▶ [Exercise goal]:
Going line by line through the records below, write out everything starting with the line containing "box: [12, 2, 58, 22]" and going on through the line containing "negative clicks: (176, 73) (392, 33)", exactly and inclusively. Pictures do not go in.

*** Task data ***

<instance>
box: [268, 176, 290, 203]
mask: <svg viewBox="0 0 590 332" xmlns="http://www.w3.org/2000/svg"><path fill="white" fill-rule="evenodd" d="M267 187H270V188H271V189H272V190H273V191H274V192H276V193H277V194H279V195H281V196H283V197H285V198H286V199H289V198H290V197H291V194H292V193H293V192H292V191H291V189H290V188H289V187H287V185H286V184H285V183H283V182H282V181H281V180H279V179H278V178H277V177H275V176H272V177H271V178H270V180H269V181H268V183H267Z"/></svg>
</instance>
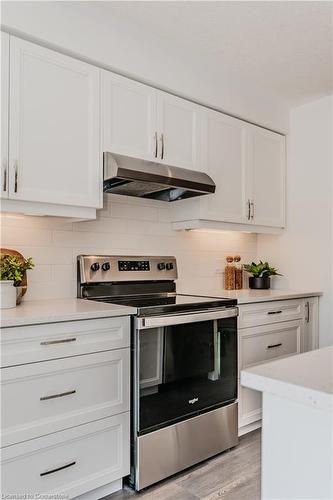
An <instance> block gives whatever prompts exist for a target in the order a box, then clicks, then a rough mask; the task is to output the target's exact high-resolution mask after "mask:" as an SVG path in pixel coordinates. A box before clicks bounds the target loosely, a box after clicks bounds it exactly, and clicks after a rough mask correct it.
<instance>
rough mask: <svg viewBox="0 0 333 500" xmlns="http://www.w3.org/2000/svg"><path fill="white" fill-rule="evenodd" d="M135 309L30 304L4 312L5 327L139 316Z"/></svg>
mask: <svg viewBox="0 0 333 500" xmlns="http://www.w3.org/2000/svg"><path fill="white" fill-rule="evenodd" d="M135 313H136V308H135V307H127V306H122V305H116V304H106V303H103V302H95V301H92V300H84V299H56V300H30V301H29V300H27V301H23V302H22V303H21V304H20V305H18V306H17V307H15V308H13V309H2V310H1V311H0V316H1V322H0V324H1V327H2V328H6V327H12V326H22V325H34V324H40V323H57V322H60V321H74V320H81V319H94V318H109V317H114V316H128V315H130V314H135Z"/></svg>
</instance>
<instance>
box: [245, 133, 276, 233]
mask: <svg viewBox="0 0 333 500" xmlns="http://www.w3.org/2000/svg"><path fill="white" fill-rule="evenodd" d="M248 134H249V146H248V147H249V150H248V153H249V163H248V167H247V168H248V170H249V175H248V181H247V184H246V198H247V199H248V200H249V203H250V210H249V214H250V216H249V217H250V219H249V222H250V223H251V224H254V225H260V226H270V227H281V228H283V227H284V225H285V138H284V136H282V135H280V134H276V133H274V132H271V131H269V130H265V129H262V128H260V127H256V126H254V125H249V126H248Z"/></svg>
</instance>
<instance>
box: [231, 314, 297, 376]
mask: <svg viewBox="0 0 333 500" xmlns="http://www.w3.org/2000/svg"><path fill="white" fill-rule="evenodd" d="M301 331H302V322H301V321H300V320H299V321H288V322H286V323H279V324H276V325H269V326H261V327H257V328H249V329H244V330H242V332H241V334H240V335H241V337H240V350H241V355H240V356H241V368H245V367H247V366H250V365H255V364H257V363H263V362H265V361H269V360H271V359H275V358H280V357H281V358H282V357H285V356H290V355H291V354H297V353H299V352H300V346H301Z"/></svg>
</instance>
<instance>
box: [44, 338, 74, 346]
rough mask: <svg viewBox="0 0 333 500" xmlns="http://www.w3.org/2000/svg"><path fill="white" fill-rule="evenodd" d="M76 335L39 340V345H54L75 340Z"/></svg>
mask: <svg viewBox="0 0 333 500" xmlns="http://www.w3.org/2000/svg"><path fill="white" fill-rule="evenodd" d="M75 341H76V337H71V338H69V339H61V340H45V341H44V342H41V343H40V345H54V344H64V343H66V342H75Z"/></svg>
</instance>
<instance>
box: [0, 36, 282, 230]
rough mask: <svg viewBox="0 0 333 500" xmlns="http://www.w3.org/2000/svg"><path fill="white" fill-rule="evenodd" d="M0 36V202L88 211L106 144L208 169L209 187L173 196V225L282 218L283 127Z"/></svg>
mask: <svg viewBox="0 0 333 500" xmlns="http://www.w3.org/2000/svg"><path fill="white" fill-rule="evenodd" d="M1 36H2V48H1V50H2V57H1V83H2V84H1V101H2V106H1V143H2V148H1V177H0V181H1V189H0V195H1V198H2V199H1V204H2V206H1V208H2V210H4V211H11V212H24V213H35V214H42V215H63V216H68V217H79V218H82V219H87V218H95V217H96V209H97V208H100V207H101V206H102V200H103V196H102V184H103V183H102V180H103V179H102V177H103V151H109V152H111V153H112V152H114V153H118V154H122V155H127V156H132V157H137V158H142V159H147V160H151V161H154V162H157V163H161V164H163V163H165V164H170V165H174V166H177V167H181V168H185V169H191V170H200V171H203V172H207V173H208V174H209V175H210V176H211V177H212V179H213V180H214V182H215V184H216V192H215V193H214V194H211V195H206V196H201V197H197V198H191V199H186V200H181V201H178V202H174V203H173V204H172V213H173V218H172V220H173V227H174V228H175V229H191V228H201V227H212V228H215V229H236V230H244V231H248V230H250V231H253V232H272V230H274V229H281V228H283V227H284V224H285V207H284V205H285V137H284V136H282V135H280V134H278V133H274V132H271V131H269V130H266V129H262V128H260V127H257V126H254V125H251V124H249V123H247V122H244V121H242V120H240V119H236V118H233V117H230V116H227V115H225V114H223V113H220V112H217V111H213V110H210V109H208V108H205V107H204V106H199V105H197V104H195V103H193V102H191V101H188V100H186V99H182V98H180V97H176V96H174V95H172V94H169V93H167V92H163V91H160V90H157V89H155V88H153V87H150V86H148V85H144V84H142V83H139V82H136V81H133V80H131V79H128V78H125V77H122V76H119V75H116V74H114V73H112V72H110V71H105V70H101V69H99V68H97V67H95V66H92V65H90V64H87V63H85V62H82V61H79V60H76V59H73V58H72V57H68V56H66V55H63V54H60V53H58V52H56V51H53V50H50V49H47V48H45V47H42V46H40V45H36V44H34V43H30V42H27V41H24V40H21V39H19V38H16V37H13V36H10V35H8V34H7V33H2V34H1ZM273 232H274V231H273Z"/></svg>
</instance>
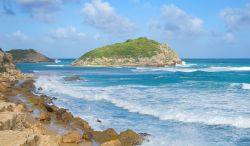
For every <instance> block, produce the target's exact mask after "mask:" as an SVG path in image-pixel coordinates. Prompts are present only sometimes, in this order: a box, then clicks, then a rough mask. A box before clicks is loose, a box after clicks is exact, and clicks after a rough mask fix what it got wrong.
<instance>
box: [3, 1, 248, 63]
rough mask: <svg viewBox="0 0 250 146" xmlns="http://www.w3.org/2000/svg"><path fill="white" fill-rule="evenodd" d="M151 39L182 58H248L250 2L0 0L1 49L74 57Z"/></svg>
mask: <svg viewBox="0 0 250 146" xmlns="http://www.w3.org/2000/svg"><path fill="white" fill-rule="evenodd" d="M138 37H148V38H150V39H154V40H156V41H159V42H161V43H166V44H168V45H170V46H171V47H172V48H174V49H175V51H176V52H177V53H178V54H179V56H180V57H181V58H250V0H206V1H205V0H0V47H1V48H3V49H4V50H10V49H28V48H33V49H36V50H38V51H39V52H41V53H43V54H45V55H47V56H49V57H52V58H76V57H79V56H81V55H82V54H83V53H85V52H87V51H89V50H92V49H94V48H97V47H101V46H104V45H108V44H112V43H116V42H124V41H126V40H127V39H133V38H138Z"/></svg>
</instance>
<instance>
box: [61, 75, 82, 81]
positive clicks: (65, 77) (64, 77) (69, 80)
mask: <svg viewBox="0 0 250 146" xmlns="http://www.w3.org/2000/svg"><path fill="white" fill-rule="evenodd" d="M63 79H64V80H65V81H77V80H81V77H80V76H71V77H64V78H63Z"/></svg>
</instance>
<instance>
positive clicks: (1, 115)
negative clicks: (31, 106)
mask: <svg viewBox="0 0 250 146" xmlns="http://www.w3.org/2000/svg"><path fill="white" fill-rule="evenodd" d="M16 119H17V114H16V113H14V112H1V113H0V131H1V130H11V129H13V128H14V127H15V125H16Z"/></svg>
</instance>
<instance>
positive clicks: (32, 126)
mask: <svg viewBox="0 0 250 146" xmlns="http://www.w3.org/2000/svg"><path fill="white" fill-rule="evenodd" d="M31 129H32V130H33V131H34V132H36V133H38V134H41V135H44V134H46V132H47V130H46V128H45V127H44V125H42V124H41V123H37V124H34V125H33V126H32V127H31Z"/></svg>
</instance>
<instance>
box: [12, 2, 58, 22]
mask: <svg viewBox="0 0 250 146" xmlns="http://www.w3.org/2000/svg"><path fill="white" fill-rule="evenodd" d="M16 2H17V4H18V5H20V6H21V7H22V8H23V9H24V11H25V12H28V13H29V14H30V15H31V17H32V18H34V19H37V20H40V21H44V22H50V21H52V20H53V19H54V17H55V15H56V14H57V12H58V10H59V9H60V7H61V5H62V0H16Z"/></svg>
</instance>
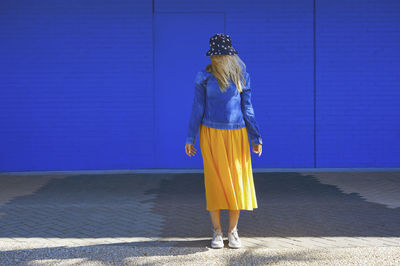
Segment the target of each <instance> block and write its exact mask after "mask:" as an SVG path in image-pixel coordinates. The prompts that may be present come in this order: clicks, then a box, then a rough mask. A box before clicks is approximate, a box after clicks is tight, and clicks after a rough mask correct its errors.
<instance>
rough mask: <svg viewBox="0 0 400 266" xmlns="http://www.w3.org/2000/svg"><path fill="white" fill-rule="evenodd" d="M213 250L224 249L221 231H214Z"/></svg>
mask: <svg viewBox="0 0 400 266" xmlns="http://www.w3.org/2000/svg"><path fill="white" fill-rule="evenodd" d="M211 247H212V248H222V247H224V240H223V239H222V231H221V229H213V239H212V240H211Z"/></svg>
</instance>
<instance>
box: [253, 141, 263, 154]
mask: <svg viewBox="0 0 400 266" xmlns="http://www.w3.org/2000/svg"><path fill="white" fill-rule="evenodd" d="M253 152H254V153H258V157H260V156H261V153H262V145H261V144H257V145H254V146H253Z"/></svg>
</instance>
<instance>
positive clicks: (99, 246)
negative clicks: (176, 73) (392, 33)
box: [0, 171, 400, 265]
mask: <svg viewBox="0 0 400 266" xmlns="http://www.w3.org/2000/svg"><path fill="white" fill-rule="evenodd" d="M254 182H255V186H256V195H257V200H258V205H259V208H258V209H255V210H254V211H242V212H241V214H240V218H239V224H238V232H239V236H240V237H241V239H242V243H243V246H244V247H243V248H242V249H240V250H231V249H229V248H228V246H227V236H226V229H227V225H228V220H227V210H222V213H221V215H222V217H221V219H222V221H221V222H222V227H223V231H224V239H225V248H224V249H223V250H213V249H211V248H210V239H211V236H212V232H211V228H212V225H211V221H210V218H209V214H208V212H207V211H206V210H205V203H206V202H205V193H204V192H205V191H204V182H203V174H202V173H110V172H109V173H103V174H102V173H95V174H93V173H87V174H82V173H80V174H73V173H69V174H41V175H23V174H18V175H15V174H1V175H0V264H2V265H3V264H9V263H11V264H18V263H21V264H41V265H43V264H51V265H54V264H59V265H64V264H82V265H103V264H110V263H111V264H142V263H145V264H146V263H147V264H160V265H161V264H168V263H171V264H197V263H200V262H202V263H208V264H213V263H219V264H221V263H222V264H235V263H238V264H240V262H242V263H247V264H268V263H271V264H276V265H290V264H296V265H301V264H302V263H305V264H304V265H310V264H311V265H312V264H313V263H322V262H326V260H328V259H329V261H331V262H332V263H334V262H335V261H336V262H337V263H341V264H346V263H348V264H349V265H351V264H355V263H358V262H362V261H365V262H368V261H369V262H370V263H371V264H373V263H374V262H376V263H377V264H381V265H382V264H384V265H396V264H400V258H399V256H400V255H399V254H400V198H399V195H400V172H399V171H375V172H372V171H364V172H363V171H351V172H350V171H349V172H348V171H342V172H338V171H336V172H331V171H330V172H313V171H308V172H307V171H304V172H300V171H299V172H256V171H255V172H254ZM368 258H370V259H372V260H369V259H368ZM357 261H358V262H357ZM315 265H317V264H315ZM319 265H320V264H319Z"/></svg>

*** End of Task data ***

▶ [Answer space]:
box: [12, 2, 58, 22]
mask: <svg viewBox="0 0 250 146" xmlns="http://www.w3.org/2000/svg"><path fill="white" fill-rule="evenodd" d="M16 2H17V4H18V5H20V6H21V7H22V8H23V9H24V11H25V12H28V13H29V14H30V15H31V17H32V18H34V19H37V20H40V21H44V22H50V21H52V20H53V19H54V17H55V15H56V14H57V12H58V10H59V9H60V7H61V5H62V0H16Z"/></svg>
</instance>
Segment the target of each <instance> block and write its exact mask after "mask:" as an SVG path in image-pixel coordinates. The prompts that may be present come in this order: clicks, then a box, then a rough mask. A box before clicks is approximate, a box after clicks is tight, and clicks after a rough mask correct its errors.
<instance>
rough mask: <svg viewBox="0 0 400 266" xmlns="http://www.w3.org/2000/svg"><path fill="white" fill-rule="evenodd" d="M213 250L224 249L221 231H214Z"/></svg>
mask: <svg viewBox="0 0 400 266" xmlns="http://www.w3.org/2000/svg"><path fill="white" fill-rule="evenodd" d="M211 247H212V248H222V247H224V240H223V239H222V231H221V229H213V239H212V240H211Z"/></svg>
</instance>
<instance>
box: [253, 141, 263, 154]
mask: <svg viewBox="0 0 400 266" xmlns="http://www.w3.org/2000/svg"><path fill="white" fill-rule="evenodd" d="M253 152H254V153H258V157H260V156H261V153H262V145H261V144H257V145H254V146H253Z"/></svg>
</instance>
<instance>
positive clicks: (99, 246)
negative clicks: (176, 73) (392, 33)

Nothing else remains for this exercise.